**TASK DETAILS**
Repeat the passage below on the measurement problems of TV and digital video advertising word for word, from its first sentence to its last.

**PROVIDED PASSAGE**
<<<<
Measurement is the biggest headache for marketers as TV and digital video dollars stretch across the streaming marketplace. But it’s not the only one. Brand and agency execs convened at the Digiday Video Advertising Summit in Palm Springs, California, this week to discuss the challenges they face as TV and digital video collide.
Measurement is a mess
“We know the overall in-demo reach measurement or impression measurement is understated [for connected TV], but we also know this is the right thing to do to future-proof our business.”
“Some clients are actually moving some of the traditional budget to the digital side, and where clients have that wall, the challenge is, on the digital side, they want it to be over-measured and they don’t give a damn about impressions of Nielsen-type ratings. What they want to know is full attribution.”
“It’s looking at one world in terms of brand and brand reach and impressions, then over here they want this direct-response model on steroids.”
>>>>
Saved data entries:
<<<<
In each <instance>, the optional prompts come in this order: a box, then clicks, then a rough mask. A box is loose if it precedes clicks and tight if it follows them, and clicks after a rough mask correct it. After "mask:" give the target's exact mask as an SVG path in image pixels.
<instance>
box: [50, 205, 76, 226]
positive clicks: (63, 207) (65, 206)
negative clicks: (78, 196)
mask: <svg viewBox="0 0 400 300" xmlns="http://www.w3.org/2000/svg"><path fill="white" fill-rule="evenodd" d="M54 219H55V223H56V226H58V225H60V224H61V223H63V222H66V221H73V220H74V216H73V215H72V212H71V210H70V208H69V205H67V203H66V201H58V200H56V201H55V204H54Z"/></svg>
>>>>
**RESPONSE TO THE TASK**
Measurement is the biggest headache for marketers as TV and digital video dollars stretch across the streaming marketplace. But it’s not the only one. Brand and agency execs convened at the Digiday Video Advertising Summit in Palm Springs, California, this week to discuss the challenges they face as TV and digital video collide.
Measurement is a mess
“We know the overall in-demo reach measurement or impression measurement is understated [for connected TV], but we also know this is the right thing to do to future-proof our business.”
“Some clients are actually moving some of the traditional budget to the digital side, and where clients have that wall, the challenge is, on the digital side, they want it to be over-measured and they don’t give a damn about impressions of Nielsen-type ratings. What they want to know is full attribution.”
“It’s looking at one world in terms of brand and brand reach and impressions, then over here they want this direct-response model on steroids.”